Given information →
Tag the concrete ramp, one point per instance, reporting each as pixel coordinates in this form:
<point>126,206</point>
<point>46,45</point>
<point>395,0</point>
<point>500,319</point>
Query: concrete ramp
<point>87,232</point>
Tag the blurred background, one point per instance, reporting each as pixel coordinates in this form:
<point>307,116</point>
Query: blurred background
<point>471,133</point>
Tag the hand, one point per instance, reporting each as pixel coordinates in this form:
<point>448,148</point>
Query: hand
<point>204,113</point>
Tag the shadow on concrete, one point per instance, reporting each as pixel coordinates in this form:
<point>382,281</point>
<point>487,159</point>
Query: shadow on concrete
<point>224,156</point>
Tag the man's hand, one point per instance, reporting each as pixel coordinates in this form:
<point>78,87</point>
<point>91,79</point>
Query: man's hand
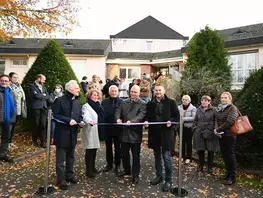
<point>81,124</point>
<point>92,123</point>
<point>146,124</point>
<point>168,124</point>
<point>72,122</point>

Goal → Can you reproduce all of the material above, requests included, raising both coordinates of every answer point (the points that follow each "Query:" line) by 34, while leaving the sample points inside the requests unchanged? Leave the picture out of your reply.

Full answer →
Tag the concrete ramp, one point per instance, reporting each as pixel coordinates in this form:
<point>126,206</point>
<point>46,45</point>
<point>395,0</point>
<point>500,319</point>
Query: concrete ramp
<point>121,266</point>
Tag the blurred background, one point per instance, reporting each as pixel coordinates in this form:
<point>307,116</point>
Query: blurred background
<point>505,167</point>
Tag the hand, one point per instance, reporting each as pixel coordinates in this form:
<point>448,148</point>
Query: hand
<point>238,147</point>
Tag the shadow on concrete, one point per instance, reporting each as pixel coordinates in this form:
<point>382,281</point>
<point>487,159</point>
Query: shadow on concrete
<point>258,190</point>
Tag the man's hand, one point per instance, reporting each as pixel coordinates in this form:
<point>78,87</point>
<point>91,79</point>
Query: man's hand
<point>115,158</point>
<point>126,157</point>
<point>180,158</point>
<point>202,158</point>
<point>106,156</point>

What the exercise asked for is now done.